Objetivo
Reproduza o trecho do texto sobre custas de registro entre "Ementa: Existente lei" e "serviços públicos prestados.", inclusive, renomeando "emolumentos" como "taxas registrais".

──────── Trecho do texto ────────

Ementa: Existente lei estadual de isenção de custas e emolumentos, tal
isenção afetará a parte que a outorgou, o Estado. A remuneração dos
serviços registrários (taxa) não pode ser retirada do delegado, sem que
haja dotação de fundos suficientes. De outra forma, rompe-se o
equilíbrio econômico.
Consulta-nos Registrador de Imóveis da Capital como proceder diante da
ordem judicial, emanada do Juízo Cível que deferiu pedido de exeqüente
para que se registre penhora de imóvel, independentemente dos
emolumentos, diferindo o seu pagamento ao final da execução, quando
satisfeita.
Estou certo que essa determinação não se compatibiliza com princípios do
próprio direito tributário e das Normas que regem a exigência das taxas
por serviços públicos prestados.
Devolver simplesmente o título com essa exigência ou declará-la ao Juízo
da Vara de Registros Públicos, não considero oportuno, mesmo porque não
estaria esse procedimento afeito à orientação do atual Juiz
Corregedor-Permanente.

──────── Material listado ────────

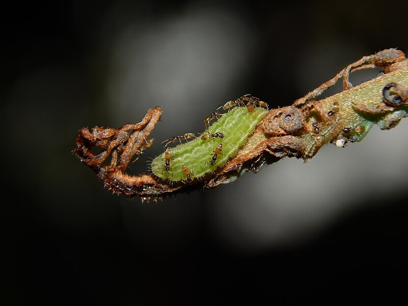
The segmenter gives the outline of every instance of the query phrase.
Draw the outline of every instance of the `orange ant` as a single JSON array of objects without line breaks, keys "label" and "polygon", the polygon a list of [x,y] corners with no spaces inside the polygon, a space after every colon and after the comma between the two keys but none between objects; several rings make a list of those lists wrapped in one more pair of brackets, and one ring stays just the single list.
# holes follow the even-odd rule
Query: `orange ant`
[{"label": "orange ant", "polygon": [[201,139],[203,140],[208,140],[211,138],[223,138],[224,134],[222,133],[217,132],[215,134],[210,134],[209,133],[205,134],[201,137]]},{"label": "orange ant", "polygon": [[182,169],[183,170],[183,173],[187,175],[187,183],[191,183],[192,180],[191,180],[191,173],[190,172],[190,170],[189,170],[187,166],[185,165],[183,165],[182,166]]},{"label": "orange ant", "polygon": [[215,148],[215,150],[214,151],[214,155],[213,156],[213,157],[211,158],[211,160],[210,161],[210,164],[211,166],[214,166],[215,165],[215,163],[217,162],[217,156],[218,154],[222,154],[222,144],[220,143],[217,146],[217,147]]},{"label": "orange ant", "polygon": [[170,170],[170,160],[171,159],[171,149],[167,148],[164,152],[164,158],[166,162],[164,163],[164,170],[168,171]]},{"label": "orange ant", "polygon": [[164,141],[162,142],[162,145],[163,145],[164,143],[166,143],[166,144],[163,145],[163,146],[165,148],[166,147],[167,147],[169,145],[169,144],[172,143],[174,143],[176,141],[177,141],[177,139],[180,142],[180,144],[181,144],[182,140],[185,139],[186,140],[187,140],[187,139],[189,139],[190,138],[192,138],[193,137],[195,137],[195,135],[194,135],[194,133],[186,133],[185,134],[184,134],[182,136],[173,136],[172,137],[171,137],[169,139],[167,139],[166,140],[165,140]]},{"label": "orange ant", "polygon": [[220,109],[220,108],[221,107],[217,108],[214,112],[211,113],[211,114],[210,115],[210,116],[208,116],[208,117],[206,118],[204,120],[204,125],[206,126],[210,126],[210,122],[211,122],[212,120],[213,120],[215,118],[219,118],[222,115],[222,114],[221,113],[220,113],[219,111],[218,110],[218,109]]}]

────────

Resposta à tarefa
Ementa: Existente lei estadual de isenção de custas e taxas registrais, tal
isenção afetará a parte que a outorgou, o Estado. A remuneração dos
serviços registrários (taxa) não pode ser retirada do delegado, sem que
haja dotação de fundos suficientes. De outra forma, rompe-se o
equilíbrio econômico.
Consulta-nos Registrador de Imóveis da Capital como proceder diante da
ordem judicial, emanada do Juízo Cível que deferiu pedido de exeqüente
para que se registre penhora de imóvel, independentemente dos
taxas registrais, diferindo o seu pagamento ao final da execução, quando
satisfeita.
Estou certo que essa determinação não se compatibiliza com princípios do
próprio direito tributário e das Normas que regem a exigência das taxas
por serviços públicos prestados.